* begin Records for the task *

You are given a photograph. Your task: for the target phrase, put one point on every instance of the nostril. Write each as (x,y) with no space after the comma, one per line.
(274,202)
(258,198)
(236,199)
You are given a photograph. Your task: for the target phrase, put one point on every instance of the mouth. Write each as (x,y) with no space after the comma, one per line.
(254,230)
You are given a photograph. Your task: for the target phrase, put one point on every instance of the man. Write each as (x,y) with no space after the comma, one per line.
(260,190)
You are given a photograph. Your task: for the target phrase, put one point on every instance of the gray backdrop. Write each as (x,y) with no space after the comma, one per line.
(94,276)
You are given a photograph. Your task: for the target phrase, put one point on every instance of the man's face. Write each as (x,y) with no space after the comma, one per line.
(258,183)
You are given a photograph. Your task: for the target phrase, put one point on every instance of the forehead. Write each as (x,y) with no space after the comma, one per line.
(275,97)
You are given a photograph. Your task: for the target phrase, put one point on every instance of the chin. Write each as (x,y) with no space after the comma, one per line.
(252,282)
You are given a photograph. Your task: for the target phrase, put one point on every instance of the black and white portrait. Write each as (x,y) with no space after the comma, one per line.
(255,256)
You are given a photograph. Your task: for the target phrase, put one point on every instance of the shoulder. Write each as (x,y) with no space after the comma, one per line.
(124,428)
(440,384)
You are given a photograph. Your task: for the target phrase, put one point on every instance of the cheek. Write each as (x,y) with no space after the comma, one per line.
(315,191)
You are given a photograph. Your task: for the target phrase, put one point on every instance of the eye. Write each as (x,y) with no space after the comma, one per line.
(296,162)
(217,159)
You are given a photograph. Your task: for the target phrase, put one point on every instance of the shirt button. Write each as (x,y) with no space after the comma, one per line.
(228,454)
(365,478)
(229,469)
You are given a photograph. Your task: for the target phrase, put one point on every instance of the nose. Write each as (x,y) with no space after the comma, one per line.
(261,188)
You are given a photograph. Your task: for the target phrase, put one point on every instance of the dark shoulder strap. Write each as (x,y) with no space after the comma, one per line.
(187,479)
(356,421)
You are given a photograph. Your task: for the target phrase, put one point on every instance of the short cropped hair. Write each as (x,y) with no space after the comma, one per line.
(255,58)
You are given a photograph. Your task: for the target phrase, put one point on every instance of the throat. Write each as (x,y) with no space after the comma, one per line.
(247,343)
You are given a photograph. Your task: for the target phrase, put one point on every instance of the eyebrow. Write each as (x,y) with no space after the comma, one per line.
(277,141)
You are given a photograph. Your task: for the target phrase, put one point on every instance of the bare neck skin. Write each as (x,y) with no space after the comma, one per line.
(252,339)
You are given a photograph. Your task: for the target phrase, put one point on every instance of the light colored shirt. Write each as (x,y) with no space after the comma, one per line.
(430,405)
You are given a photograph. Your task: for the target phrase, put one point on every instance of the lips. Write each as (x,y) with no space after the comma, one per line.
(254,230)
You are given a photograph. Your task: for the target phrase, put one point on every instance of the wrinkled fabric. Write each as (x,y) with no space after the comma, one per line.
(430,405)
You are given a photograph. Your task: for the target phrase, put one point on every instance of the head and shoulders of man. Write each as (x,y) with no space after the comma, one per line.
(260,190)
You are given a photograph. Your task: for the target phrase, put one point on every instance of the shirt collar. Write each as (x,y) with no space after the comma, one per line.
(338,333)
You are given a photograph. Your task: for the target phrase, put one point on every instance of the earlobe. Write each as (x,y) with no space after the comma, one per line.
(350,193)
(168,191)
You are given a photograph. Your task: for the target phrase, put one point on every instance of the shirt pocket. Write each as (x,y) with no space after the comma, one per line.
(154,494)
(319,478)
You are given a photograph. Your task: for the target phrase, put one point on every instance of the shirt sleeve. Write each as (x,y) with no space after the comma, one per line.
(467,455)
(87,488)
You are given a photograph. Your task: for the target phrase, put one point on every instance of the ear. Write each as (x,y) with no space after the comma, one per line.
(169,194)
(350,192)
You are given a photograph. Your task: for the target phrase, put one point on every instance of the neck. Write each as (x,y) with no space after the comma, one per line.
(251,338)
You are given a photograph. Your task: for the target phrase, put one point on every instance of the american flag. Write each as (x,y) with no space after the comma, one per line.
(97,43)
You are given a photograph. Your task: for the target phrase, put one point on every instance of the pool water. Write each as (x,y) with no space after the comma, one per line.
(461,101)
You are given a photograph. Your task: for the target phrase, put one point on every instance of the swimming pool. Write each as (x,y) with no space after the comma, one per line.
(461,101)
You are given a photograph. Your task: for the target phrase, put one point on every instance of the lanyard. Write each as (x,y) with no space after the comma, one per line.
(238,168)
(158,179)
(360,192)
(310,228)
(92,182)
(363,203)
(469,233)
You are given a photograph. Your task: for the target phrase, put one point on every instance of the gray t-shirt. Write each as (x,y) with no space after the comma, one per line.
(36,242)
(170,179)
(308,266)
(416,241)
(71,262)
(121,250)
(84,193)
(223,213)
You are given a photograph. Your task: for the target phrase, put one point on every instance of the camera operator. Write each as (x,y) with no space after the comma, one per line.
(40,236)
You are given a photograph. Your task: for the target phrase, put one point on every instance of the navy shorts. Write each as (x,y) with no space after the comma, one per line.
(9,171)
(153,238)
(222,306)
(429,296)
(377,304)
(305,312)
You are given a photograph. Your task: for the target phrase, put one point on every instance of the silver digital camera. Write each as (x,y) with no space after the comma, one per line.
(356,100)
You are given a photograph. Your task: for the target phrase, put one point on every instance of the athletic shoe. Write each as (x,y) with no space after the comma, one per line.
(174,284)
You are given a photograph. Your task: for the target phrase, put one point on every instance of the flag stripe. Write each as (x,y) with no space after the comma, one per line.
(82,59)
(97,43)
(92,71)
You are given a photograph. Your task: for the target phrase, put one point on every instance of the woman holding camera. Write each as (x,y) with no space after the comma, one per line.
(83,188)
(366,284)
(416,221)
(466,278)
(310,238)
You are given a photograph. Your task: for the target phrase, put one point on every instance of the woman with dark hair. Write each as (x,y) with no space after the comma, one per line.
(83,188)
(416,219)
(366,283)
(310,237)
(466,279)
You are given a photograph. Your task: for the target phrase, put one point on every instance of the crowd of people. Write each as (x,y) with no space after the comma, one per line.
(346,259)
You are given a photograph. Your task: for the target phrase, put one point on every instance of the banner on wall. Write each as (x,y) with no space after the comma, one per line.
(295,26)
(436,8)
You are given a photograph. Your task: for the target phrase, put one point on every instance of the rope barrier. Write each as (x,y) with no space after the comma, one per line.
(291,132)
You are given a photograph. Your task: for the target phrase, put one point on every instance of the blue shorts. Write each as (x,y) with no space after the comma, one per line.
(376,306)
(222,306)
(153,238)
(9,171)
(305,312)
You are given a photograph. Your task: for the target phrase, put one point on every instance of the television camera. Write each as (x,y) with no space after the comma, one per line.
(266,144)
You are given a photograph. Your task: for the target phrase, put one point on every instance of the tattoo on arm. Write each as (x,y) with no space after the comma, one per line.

* end Records for the task *

The request – Write out the whole listing above again, substituting "given label" for "target phrase" wherever it occurs and leaving everything else as it is.

Task result –
You are given a photograph. Your task: for the given label, put one point on every instance of the nostril. Write each as (x,y) with no space after the comma, one per line.
(274,202)
(258,198)
(236,199)
You are given a photograph. Your task: for the given label, put one point on every instance of the mouth. Write each as (x,y) with no space after the comma, one per line.
(254,230)
You are given a photograph. Your task: for the given label, put one point on every instance of the man. Write each as (x,y) with no space after the comma, one per line.
(260,190)
You are given a photograph. Your task: for the given label, put one point on every instance of the gray backdrop. Write each as (x,y) with no space after the comma, one per line.
(94,276)
You are given a photograph. Your task: for the given label, put one point on every instance of the man's face. Write each as (x,y) with no space after the comma, one per line.
(258,183)
You are given a photograph. Your task: for the given label, put one point on every instance of the forehead. Write each as (x,y) with no space after the comma, one per line.
(275,97)
You are given a photograph. Your task: for the given label, put one point on every instance of the chin. Write each as (x,y) with no space after the comma, one per line.
(252,282)
You are given a photograph. Your task: for the given label, put one point on every instance of the black and white portrait. Write each as (x,y) with no space after the comma, one per line.
(255,256)
You are given a photograph. Your task: for the given label, put one point on every instance of the shoulder. Write each as (x,y) with no space after the comma, one per line.
(124,428)
(440,384)
You are given a photograph. Your task: for the given label, put one point on every instance of the cheek. Write each as (x,y) with no space after the comma, one per line.
(315,191)
You are given a photograph. Your task: for the given label, put one point on every instance of the eye. Write each as (x,y) with no space after the comma, one per line.
(296,162)
(217,159)
You are given a photograph. Your task: for the given label, put one point on every instance of the shirt button. Write each as (x,y) with no space after the comma, one per line.
(228,454)
(365,478)
(229,469)
You are given a photograph. Your task: for the given label, put one point on every instance of the nose. Write each as (x,y) with no space after the comma, one per line.
(261,188)
You are given a photograph. Your task: for the given label, put one point on every instance of the dark shoulder strap. Write each as (x,y) with no space after the comma, one per line.
(187,479)
(356,421)
You are given a photograph. Your task: for the given label, put one point on every instance of the short cropped hair. Write each as (x,y) with no space after the comma, one per line.
(255,58)
You are given a photograph. Your task: for the given label, put one point on every instance of the throat. Write each as (x,y) with no space after the comma, one per line.
(247,343)
You are given a photograph. Your task: for the given label, put one point on every instance of the eyebrow. Write each as (x,y) with no space after the comma, one per line.
(277,141)
You are given a photograph. Your task: for the given label, put one point on every instance of the bare neck skin. Write each as (x,y) with no space after the comma, one per line.
(252,339)
You are given a photograph. Your task: for the given label, put one point on every instance of the light colored shirt. Write each as (x,y) with no space after the comma, one per line.
(430,405)
You are given a photograph. Your task: for the given label, put one point on every instance of the lips. Write each as (x,y) with no space after the comma, one per line.
(254,230)
You are given a photograph. Your task: for the given label, put one point on every instance of the wrinkled fabric. Write each as (x,y) with no space after the comma, one per line.
(430,405)
You are given a photograph. Your task: for the given label, put one point on every instance of the head and shoulders of man. Write each as (x,y) with no space after the comma, one per line.
(260,190)
You are given a photograph. Your task: for the given label, put one point on every instance of the shirt collar. Write each as (x,y) with no space after the comma, one per line.
(338,333)
You are given a photograph. Your task: for the given label, put one point on every instance of the earlobe. Write each as (x,y) with no space after the comma, one per line.
(350,193)
(168,191)
You are given a photograph. Your task: for the given label, put one point on every instance of the shirt pocket. Write each as (x,y) with no space after the comma, one per line.
(154,494)
(319,478)
You are given a photograph. Your task: for the given label, put one point on every instance of the shirt sleeve. Write each as (x,y) with no space after the comma, one per line.
(467,455)
(87,488)
You are given a photograph. Your task: for the given label, put one point on every instance of the ear. Write each as (x,y) with no space after the comma, one per line.
(169,194)
(350,192)
You are given a photograph. Your task: for the given label, put one point on every instance of the neck. Write each as (x,y) with no space after the comma, one per line.
(251,338)
You are given a photograph. Your task: for the given label, put one point on every instance of the american flag. Write each as (x,y) with no space after the comma, one per line.
(97,43)
You are given a photograph. Your task: for the given label, put one point on every instance of the pool water. Write each as (x,y) with no space after the comma, one per line.
(461,101)
You are given a photograph. Your task: for the given label, put one point on every instance of the swimming pool. Write each as (x,y) with no space after the comma, one per line.
(461,101)
You are given a photograph. Your task: for the given label, put one point on every instance of the lanyard. Write each as (x,y) with no space after the comma, one per line.
(238,168)
(158,179)
(360,192)
(310,228)
(92,182)
(363,203)
(469,233)
You are given a photograph. Your task: for the given label, put one point on every instance of the gray t-shirt. Write each as (x,y) with no space after the comma, one per line.
(36,242)
(170,179)
(308,266)
(416,241)
(71,262)
(121,250)
(84,193)
(223,213)
You are given a photograph. Your task: for the given label, put one point on every instance of the camera operator. Write each as (x,y) with no space after the comma, one per line.
(40,236)
You are given a photograph. Your task: for the given label, put one point on every instance of the navy shorts. Write each as (x,y) with no space after the comma, one per line.
(9,171)
(153,238)
(222,306)
(429,296)
(377,304)
(305,312)
You are given a photograph. Your task: for the given label, put one point on every instance of the silver digital camera. Write each as (x,y) with no space after the comma, one per line.
(356,100)
You are given a photograph. Your task: for the given label, put one point on every instance of the athletic shoe. Write each as (x,y) with no space after the comma, one per line.
(174,284)
You are given a photograph. Your task: for the given label, put one point on every instance of the flag stripe. Write each as (x,y) with no space after the comma, one per line.
(82,59)
(97,43)
(92,71)
You are given a photograph. Your task: for the given label, put one point on every instance of the woman holding camera. Write each as (x,y) with no space after the comma, one per line.
(83,188)
(366,284)
(416,221)
(466,278)
(310,238)
You are given a photograph. Your task: for the given label, put one point on every instance of the woman with dark hair. Write each as (x,y) with no space after the comma, one per line.
(83,188)
(416,219)
(366,283)
(310,237)
(466,279)
You are given a photograph. Your task: for the given label, put one point on every instance of the crowd of people. Write each as (x,y) with no space after the comma, one per line.
(346,259)
You are given a photograph. Your task: for the given label, put one point on every instance of the banner on wall. Write each as (x,y) with no space after the comma, one per line.
(295,26)
(436,8)
You are given a photograph. Your task: for the given label, put one point on every instance of the rope barrier. Write each as (x,y) with no space after the comma, one per line.
(291,132)
You are given a photograph. Your task: for the given label, put one point on every instance of the blue shorts. Write each as (x,y) with no space after the comma, one per line.
(376,306)
(222,306)
(153,238)
(9,171)
(305,312)
You are given a photograph. Your task: for the given label, put one point on every instance of the television camera. Write each as (x,y) with no space after the comma, one per line.
(266,144)
You are given a photograph. Your task: for the given label, put one point on every instance of the tattoo on arm. Write each as (x,y) with no space after the comma, one per line.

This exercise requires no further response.